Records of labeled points
[Start]

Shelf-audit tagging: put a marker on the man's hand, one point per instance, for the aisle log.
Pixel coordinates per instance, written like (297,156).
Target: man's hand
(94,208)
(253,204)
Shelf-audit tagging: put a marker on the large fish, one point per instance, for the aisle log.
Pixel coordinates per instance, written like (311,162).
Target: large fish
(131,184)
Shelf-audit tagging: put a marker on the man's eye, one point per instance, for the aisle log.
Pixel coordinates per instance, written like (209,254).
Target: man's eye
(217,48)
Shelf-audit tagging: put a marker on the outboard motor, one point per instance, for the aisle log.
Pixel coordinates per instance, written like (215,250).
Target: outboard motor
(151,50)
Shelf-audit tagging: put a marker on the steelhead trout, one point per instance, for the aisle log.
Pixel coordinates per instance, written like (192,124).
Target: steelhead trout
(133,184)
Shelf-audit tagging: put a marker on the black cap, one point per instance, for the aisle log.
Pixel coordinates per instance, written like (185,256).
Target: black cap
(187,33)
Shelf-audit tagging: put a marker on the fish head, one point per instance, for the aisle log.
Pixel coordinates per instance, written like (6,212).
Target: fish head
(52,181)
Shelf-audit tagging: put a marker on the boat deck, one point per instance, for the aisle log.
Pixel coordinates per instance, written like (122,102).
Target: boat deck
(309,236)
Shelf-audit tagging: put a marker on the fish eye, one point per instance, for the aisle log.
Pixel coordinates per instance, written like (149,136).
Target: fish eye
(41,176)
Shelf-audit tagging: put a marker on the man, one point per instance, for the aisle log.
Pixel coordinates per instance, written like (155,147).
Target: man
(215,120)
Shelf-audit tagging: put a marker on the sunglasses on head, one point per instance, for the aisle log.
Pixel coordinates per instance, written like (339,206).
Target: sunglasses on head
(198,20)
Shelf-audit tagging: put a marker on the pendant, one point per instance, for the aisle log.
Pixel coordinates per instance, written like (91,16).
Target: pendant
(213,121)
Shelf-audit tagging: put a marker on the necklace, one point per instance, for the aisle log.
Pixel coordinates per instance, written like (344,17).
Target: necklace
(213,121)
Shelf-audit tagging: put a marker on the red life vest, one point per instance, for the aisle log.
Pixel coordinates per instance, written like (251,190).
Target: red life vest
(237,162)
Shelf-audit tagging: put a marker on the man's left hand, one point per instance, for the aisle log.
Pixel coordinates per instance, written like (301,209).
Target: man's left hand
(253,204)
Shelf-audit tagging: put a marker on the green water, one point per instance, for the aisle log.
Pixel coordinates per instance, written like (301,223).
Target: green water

[End]

# GIVEN REQUEST:
Keep only the lines from the one containing "Shelf-audit tagging: put a marker on the steelhead" to the end of the entries, and repeat them exactly.

# ANSWER:
Shelf-audit tagging: put a marker on the steelhead trout, one point per instance, for the aisle log.
Pixel coordinates per instance, written like (192,124).
Target: steelhead trout
(133,184)
Shelf-audit tagging: put a marker on the black cap, one point per instance, for the aisle log.
Pixel coordinates per instance, written like (185,256).
Target: black cap
(187,33)
Shelf-audit tagging: put a marker on the fish head, one point per instance, for the aisle log.
Pixel coordinates per instance, written like (6,212).
Target: fish head
(52,181)
Shelf-audit tagging: put a marker on the boat deck, one point per instance, for the aisle log.
Pixel coordinates per instance, written like (122,102).
Target: boat deck
(309,236)
Shelf-audit tagging: put a marker on the fish eye, one point per instance, for the aisle log.
Pixel coordinates per instance, written like (149,136).
Target: fish eye
(41,176)
Shelf-audit tagging: put a marker on the man, one point per instance, for the aisle log.
Pixel coordinates per instance, written like (155,147).
Target: man
(215,120)
Shelf-audit tagging: put a marker on the sunglasses on head, one point per instance, for the aisle log.
Pixel coordinates per instance, written like (339,206).
Target: sunglasses on head
(198,20)
Shelf-audit tagging: put a marker on the pendant, one point per instance, for the aisle log.
Pixel coordinates per instance, written like (91,16).
Target: pendant
(213,121)
Shelf-audit tagging: put a marker on the necklace, one point per instance, for the aisle log.
Pixel coordinates per instance, written like (344,17).
Target: necklace
(213,121)
Shelf-audit tagging: put a marker on the red life vest, one point per instance, for the aisle log.
Pixel coordinates per instance, written like (251,190).
Target: red life vest
(237,162)
Shelf-audit tagging: put a marker on the man's left hand, one point per instance, for the aisle log.
Pixel coordinates per instance, written like (301,209).
Target: man's left hand
(253,204)
Shelf-audit tagging: put a marker on the green water, one point per instance, for the aisle log.
Pixel coordinates per instance, written like (301,223).
Target: green water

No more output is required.